Q: Dr Pfeiffer, what is your background at WACKER?
A: A chemist by profession, my career to date has been quite varied and included R & D, applications technology and scale up of a thermoplastic silicone elastomer line. Nine years ago, I had the chance to become responsible for the Li-ion activities at WACKER. It’s a very exciting time to be in this field, with so much exciting progress being made.
Q: What are your current responsibilities?
A: I don’t get much time for research myself these days, but I have a team of around 30 chemists, lab assistants and engineers, broadly structured into three groups. In Central R&D, based at Munich, the Materials Design group develops novel materials, and the Application Technology team is concerned with evaluation of those materials, and also for some customer and partner liaison. The Process Engineering team at Burghausen is in touch with our very large manufacturing plant, and is responsible for developing scalable and economic production processes. My experience in scale up processes is relevant in our relationship with Nexeon, as I understand some of the crucial issues such as the accuracy and reproducibility of the production processes and the process analytics.
Q: Do you see your work as having a wider impact on society?
A: Very much so. I believe that improvements in the performance of Li-ion batteries will have a significant role in reducing emissions and tackling climate change – by accelerating the adoption of EV mobility, but also by storing energy produced renewably. We are fortunate to be part of the German Lithium-ion Network, similar to the former National Platform on Electromobility or the Competence Network Lithium-ion Batteries (KLiB e.V.), and we benefit from access to all the major players in the supply chain such as the automotive OEMs.

(Collected data)
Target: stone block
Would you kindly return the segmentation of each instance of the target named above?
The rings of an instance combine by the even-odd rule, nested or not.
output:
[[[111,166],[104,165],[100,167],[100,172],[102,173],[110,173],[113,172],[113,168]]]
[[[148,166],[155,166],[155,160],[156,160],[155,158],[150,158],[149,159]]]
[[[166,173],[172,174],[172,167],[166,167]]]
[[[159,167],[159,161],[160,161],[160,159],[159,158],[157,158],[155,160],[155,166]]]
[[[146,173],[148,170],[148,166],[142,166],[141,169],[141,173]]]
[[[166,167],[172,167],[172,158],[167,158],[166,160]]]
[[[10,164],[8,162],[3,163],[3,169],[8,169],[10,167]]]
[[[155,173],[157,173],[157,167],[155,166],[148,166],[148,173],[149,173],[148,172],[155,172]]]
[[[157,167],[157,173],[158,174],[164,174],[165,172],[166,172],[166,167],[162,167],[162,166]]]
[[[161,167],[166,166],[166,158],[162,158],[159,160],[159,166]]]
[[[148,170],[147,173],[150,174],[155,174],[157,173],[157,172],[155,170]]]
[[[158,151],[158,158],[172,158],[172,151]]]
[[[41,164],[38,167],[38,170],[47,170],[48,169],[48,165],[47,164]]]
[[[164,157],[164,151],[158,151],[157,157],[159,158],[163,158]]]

What you need to do: Could you rewrite the part of the interview with Dr Pfeiffer between "A: A chemist" and "progress being made.", inclusive, changing "Nine years ago" to "A decade ago"?

Finished task:
A: A chemist by profession, my career to date has been quite varied and included R & D, applications technology and scale up of a thermoplastic silicone elastomer line. A decade ago, I had the chance to become responsible for the Li-ion activities at WACKER. It’s a very exciting time to be in this field, with so much exciting progress being made.